Descripción del ejercicio ::
Por favor, reescribe las líneas que van desde la primera hasta la que contiene "(71, 102), (114, 125)", ambas incluidas, sustituyendo "white cabin" por "white wheelhouse" sin tocar nada más.

(Registros de una fuente de datos)
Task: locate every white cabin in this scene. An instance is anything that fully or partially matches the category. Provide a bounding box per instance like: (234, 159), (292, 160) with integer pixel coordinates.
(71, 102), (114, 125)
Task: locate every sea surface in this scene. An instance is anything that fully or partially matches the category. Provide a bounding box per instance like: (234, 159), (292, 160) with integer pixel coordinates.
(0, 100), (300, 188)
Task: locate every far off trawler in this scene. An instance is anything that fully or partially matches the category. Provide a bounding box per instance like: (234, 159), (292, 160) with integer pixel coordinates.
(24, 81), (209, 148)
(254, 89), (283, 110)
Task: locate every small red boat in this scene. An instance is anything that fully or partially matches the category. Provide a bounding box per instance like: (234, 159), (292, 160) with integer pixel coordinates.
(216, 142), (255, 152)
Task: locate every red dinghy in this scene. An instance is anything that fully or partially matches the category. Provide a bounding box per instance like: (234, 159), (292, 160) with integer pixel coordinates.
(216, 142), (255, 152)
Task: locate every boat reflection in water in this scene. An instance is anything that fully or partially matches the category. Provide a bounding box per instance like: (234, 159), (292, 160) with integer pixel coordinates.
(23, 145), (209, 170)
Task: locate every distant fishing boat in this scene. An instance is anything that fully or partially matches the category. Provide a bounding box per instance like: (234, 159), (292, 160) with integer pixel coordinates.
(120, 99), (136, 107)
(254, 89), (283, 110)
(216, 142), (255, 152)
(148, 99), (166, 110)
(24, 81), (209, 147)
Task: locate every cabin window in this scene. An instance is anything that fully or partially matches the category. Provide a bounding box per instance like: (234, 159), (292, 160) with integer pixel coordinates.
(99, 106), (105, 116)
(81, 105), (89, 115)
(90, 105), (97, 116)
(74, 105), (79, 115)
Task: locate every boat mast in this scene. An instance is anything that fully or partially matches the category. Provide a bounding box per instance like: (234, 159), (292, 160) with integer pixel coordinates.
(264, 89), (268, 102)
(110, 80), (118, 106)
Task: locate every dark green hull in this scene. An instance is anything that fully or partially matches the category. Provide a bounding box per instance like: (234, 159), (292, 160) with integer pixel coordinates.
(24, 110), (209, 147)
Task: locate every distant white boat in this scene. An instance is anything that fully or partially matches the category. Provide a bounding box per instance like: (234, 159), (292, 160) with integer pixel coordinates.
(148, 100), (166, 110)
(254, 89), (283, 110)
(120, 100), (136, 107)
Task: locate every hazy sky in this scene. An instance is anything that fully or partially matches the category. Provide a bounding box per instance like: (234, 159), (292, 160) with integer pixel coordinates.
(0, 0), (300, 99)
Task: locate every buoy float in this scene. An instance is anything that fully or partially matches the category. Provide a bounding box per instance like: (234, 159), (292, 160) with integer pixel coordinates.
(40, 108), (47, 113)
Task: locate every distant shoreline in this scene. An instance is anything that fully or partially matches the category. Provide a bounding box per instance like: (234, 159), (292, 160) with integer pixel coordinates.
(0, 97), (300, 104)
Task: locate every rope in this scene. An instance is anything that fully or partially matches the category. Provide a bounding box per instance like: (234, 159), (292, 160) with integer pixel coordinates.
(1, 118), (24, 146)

Solución del problema ::
Task: locate every white wheelhouse in this scene. An instance is anything that fully or partially matches the category. Provide a bounding box per instance like: (234, 159), (292, 160) with integer pixel coordinates.
(71, 102), (114, 125)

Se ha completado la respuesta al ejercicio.